== SUPPLIED RECORDS ==
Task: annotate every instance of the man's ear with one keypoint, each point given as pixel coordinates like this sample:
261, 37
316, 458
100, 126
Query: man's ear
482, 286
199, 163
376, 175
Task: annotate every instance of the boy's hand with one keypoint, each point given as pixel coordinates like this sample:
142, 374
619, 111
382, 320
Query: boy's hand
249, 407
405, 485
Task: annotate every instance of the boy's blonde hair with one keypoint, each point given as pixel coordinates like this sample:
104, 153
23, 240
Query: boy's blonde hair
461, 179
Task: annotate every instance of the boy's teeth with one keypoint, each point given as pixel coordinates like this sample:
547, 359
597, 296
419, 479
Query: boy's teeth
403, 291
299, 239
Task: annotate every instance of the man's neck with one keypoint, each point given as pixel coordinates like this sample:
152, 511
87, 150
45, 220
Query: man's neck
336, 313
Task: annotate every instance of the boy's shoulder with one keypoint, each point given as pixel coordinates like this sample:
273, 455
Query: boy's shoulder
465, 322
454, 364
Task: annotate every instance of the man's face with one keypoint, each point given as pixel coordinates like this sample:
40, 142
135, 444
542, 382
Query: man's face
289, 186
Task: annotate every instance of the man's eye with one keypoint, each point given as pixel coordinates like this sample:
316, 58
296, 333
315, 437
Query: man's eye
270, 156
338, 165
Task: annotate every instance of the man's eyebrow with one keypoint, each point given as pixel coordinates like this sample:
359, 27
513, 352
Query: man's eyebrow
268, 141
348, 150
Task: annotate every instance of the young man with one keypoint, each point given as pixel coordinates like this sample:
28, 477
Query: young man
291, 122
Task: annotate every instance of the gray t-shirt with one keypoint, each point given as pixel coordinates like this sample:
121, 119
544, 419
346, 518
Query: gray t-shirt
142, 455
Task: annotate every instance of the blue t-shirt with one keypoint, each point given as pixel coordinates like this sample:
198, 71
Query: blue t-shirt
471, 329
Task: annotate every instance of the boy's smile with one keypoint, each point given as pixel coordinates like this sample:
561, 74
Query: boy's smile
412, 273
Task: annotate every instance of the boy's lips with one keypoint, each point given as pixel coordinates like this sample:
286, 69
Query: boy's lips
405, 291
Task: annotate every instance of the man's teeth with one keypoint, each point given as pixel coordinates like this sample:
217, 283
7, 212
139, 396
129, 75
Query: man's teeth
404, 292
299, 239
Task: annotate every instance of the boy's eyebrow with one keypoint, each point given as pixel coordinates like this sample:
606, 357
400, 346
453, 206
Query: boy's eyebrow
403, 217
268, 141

== WORK TO BE COMPLETED ==
Repeat each line of the data exactly, missing none.

== RESPONSE BELOW ==
Task: annotate every instance of the man's ear with one keypoint, each point given as pixel coordinates like this sample:
261, 37
316, 458
100, 126
Query: man's ear
482, 286
199, 163
376, 175
Task: annotate every instance of the boy's hand with one keypoint, each point given as pixel coordinates like this sample:
142, 374
619, 111
382, 320
Query: boy's hand
249, 407
405, 485
Task: annotate every instance of the boy's blonde hair with one keypoint, each point given as pixel coordinates like this sample:
104, 153
23, 240
Query: boy's blonde hair
461, 179
Task: annotate every instance of the boy's teeth with one keypoint, each point given as pixel coordinates like this sample:
547, 359
597, 296
419, 479
Query: boy's teeth
403, 291
299, 239
Task: annotate every instance of the man's neck with one keypoint, each point given as pixel coordinates like this sample:
152, 511
87, 150
45, 220
Query: man's neck
336, 313
Task: annotate every instance of the boy's shoulder with one keypoint, each point given as pixel coordinates like this sample:
273, 455
Query: boy's shoulder
465, 322
454, 364
Task: annotate every instance of the man's face with one keypoint, each point given as pixel coordinates like this sample:
40, 142
135, 444
542, 382
Query: man's face
289, 186
Task: annotate every instance of the man's eye with one keypoint, each point given as pixel coordinates like this sample:
316, 58
296, 333
315, 437
Query: man's eye
270, 156
338, 165
Task: annotate every instance of the man's eyebrow with one keypoint, each point given as pixel coordinates like this sample:
359, 27
513, 352
Query: man's eyebrow
268, 141
348, 150
Task: annotate every instance of the young man with one keypoint, each point given as pixel coordinates like this sample:
28, 477
Query: young man
291, 122
Task: annotate every instance of the gray t-shirt with one keypoint, each point given as pixel coordinates like this sample:
121, 119
544, 419
346, 518
Query: gray t-shirt
142, 455
Task: annotate every instance of the blue t-shirt with one keypoint, each point given as pixel coordinates like this sample:
198, 71
Query: blue t-shirt
471, 329
Task: annotate every instance of the boy's smile with one keypoint, each point given as pixel coordinates like this sample:
561, 74
Query: boy's smile
412, 273
Task: annotate every instance of the boy's lips with one keypoint, each point given as pixel coordinates like this sample:
286, 69
Query: boy's lips
405, 291
Task: annotate every instance of the man's teeth with one keypoint, each point given as pixel coordinates like this sample:
217, 283
7, 212
139, 396
129, 75
Query: man's teeth
404, 292
299, 239
Task: annotate every instance of the boy's eyebrow with one keypoint, each point given as pixel coordinates like this sample:
606, 357
400, 346
453, 206
Query: boy's eyebrow
403, 217
268, 141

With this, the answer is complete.